### Try it
In the records below, some lines contain the word "cube". Copy each of them.

Stored data entries:

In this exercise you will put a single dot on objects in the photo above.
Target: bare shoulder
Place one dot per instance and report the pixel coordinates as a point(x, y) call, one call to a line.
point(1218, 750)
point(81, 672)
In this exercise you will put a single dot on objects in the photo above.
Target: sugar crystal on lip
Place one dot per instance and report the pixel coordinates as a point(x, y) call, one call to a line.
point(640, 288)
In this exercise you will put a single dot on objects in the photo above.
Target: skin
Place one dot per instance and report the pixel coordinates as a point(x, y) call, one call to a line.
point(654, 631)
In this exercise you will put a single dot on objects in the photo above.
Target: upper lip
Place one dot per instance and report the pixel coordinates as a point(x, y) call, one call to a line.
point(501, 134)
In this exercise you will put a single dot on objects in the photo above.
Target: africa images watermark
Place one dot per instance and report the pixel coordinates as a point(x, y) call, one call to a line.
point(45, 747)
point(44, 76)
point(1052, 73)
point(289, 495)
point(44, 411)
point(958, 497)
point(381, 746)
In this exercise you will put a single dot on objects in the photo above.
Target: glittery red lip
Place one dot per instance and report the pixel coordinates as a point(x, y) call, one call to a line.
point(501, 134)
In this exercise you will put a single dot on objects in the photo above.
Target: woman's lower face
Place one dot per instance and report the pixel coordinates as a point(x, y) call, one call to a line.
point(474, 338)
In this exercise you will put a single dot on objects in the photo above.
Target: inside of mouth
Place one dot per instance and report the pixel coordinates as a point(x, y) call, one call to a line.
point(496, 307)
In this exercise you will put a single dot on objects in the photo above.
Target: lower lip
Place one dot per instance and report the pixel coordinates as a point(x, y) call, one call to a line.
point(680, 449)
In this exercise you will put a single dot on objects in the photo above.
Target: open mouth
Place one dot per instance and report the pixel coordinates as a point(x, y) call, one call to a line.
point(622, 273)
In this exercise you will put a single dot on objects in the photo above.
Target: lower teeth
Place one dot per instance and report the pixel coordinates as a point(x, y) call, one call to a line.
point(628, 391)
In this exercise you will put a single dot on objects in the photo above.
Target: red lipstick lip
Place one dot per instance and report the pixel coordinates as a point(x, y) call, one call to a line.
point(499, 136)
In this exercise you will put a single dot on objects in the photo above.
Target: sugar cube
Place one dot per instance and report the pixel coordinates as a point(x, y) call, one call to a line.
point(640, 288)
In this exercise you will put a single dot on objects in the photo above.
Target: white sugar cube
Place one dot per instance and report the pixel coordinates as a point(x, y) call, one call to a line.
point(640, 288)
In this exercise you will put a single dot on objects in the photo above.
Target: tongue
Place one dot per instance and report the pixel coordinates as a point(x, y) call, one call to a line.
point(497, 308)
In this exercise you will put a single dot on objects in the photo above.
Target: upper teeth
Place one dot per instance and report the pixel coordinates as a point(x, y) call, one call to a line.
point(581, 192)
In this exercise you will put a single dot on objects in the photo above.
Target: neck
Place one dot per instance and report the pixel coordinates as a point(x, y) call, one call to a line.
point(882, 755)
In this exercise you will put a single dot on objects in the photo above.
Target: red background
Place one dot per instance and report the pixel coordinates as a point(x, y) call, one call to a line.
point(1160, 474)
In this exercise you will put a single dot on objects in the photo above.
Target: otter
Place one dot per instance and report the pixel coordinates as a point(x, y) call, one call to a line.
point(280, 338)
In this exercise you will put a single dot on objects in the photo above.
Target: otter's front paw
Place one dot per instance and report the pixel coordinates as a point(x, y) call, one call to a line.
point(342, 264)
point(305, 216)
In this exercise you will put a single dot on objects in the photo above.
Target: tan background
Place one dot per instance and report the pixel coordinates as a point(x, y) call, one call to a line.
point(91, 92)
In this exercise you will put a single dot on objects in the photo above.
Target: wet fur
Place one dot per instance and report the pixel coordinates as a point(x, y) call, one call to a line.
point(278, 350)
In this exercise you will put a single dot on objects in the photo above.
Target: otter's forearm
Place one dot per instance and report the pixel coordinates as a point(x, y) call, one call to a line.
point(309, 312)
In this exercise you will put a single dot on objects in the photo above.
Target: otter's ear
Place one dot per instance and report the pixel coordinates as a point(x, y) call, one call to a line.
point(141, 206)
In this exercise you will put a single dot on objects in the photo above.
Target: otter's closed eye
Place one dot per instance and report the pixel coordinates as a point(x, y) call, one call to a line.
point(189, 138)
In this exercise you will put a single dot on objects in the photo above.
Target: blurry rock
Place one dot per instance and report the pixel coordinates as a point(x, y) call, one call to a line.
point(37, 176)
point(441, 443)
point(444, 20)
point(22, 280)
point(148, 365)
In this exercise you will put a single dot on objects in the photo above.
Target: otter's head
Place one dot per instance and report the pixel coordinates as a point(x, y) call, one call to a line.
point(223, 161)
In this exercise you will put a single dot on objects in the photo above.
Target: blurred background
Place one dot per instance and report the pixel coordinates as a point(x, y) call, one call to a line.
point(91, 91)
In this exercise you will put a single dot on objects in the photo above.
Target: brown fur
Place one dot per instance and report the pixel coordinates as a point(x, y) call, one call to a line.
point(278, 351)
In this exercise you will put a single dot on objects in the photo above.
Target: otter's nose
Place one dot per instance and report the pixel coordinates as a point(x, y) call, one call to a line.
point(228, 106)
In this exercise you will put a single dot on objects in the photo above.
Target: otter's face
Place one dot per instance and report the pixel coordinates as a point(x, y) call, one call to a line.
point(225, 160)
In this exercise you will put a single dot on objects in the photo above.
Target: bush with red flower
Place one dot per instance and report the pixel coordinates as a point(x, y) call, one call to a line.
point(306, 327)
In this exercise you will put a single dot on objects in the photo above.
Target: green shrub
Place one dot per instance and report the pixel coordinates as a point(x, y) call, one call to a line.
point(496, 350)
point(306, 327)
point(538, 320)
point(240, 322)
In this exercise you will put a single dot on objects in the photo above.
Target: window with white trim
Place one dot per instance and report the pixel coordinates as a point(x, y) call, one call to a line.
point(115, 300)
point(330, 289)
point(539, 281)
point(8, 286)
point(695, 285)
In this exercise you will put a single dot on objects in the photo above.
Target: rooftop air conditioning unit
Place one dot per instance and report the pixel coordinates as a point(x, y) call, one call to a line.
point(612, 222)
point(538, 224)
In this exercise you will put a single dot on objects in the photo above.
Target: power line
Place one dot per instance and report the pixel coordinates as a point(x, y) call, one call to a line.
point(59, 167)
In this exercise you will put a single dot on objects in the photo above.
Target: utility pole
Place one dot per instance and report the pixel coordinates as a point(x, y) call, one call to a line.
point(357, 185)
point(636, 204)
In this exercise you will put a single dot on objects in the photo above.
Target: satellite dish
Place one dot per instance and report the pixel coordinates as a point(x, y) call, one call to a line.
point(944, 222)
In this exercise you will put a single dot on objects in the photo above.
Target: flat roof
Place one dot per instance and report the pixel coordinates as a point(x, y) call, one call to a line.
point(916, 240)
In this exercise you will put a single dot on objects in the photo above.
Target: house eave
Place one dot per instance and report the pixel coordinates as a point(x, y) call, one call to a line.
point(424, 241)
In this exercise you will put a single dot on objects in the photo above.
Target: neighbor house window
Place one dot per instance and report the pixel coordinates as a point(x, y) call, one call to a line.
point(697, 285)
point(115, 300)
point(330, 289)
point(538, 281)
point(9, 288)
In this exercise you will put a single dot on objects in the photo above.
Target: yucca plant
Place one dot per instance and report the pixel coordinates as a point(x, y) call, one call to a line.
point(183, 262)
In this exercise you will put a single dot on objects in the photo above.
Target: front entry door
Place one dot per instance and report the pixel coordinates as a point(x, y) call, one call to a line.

### Result of the exercise
Target: sugar cube
Target: white sugar cube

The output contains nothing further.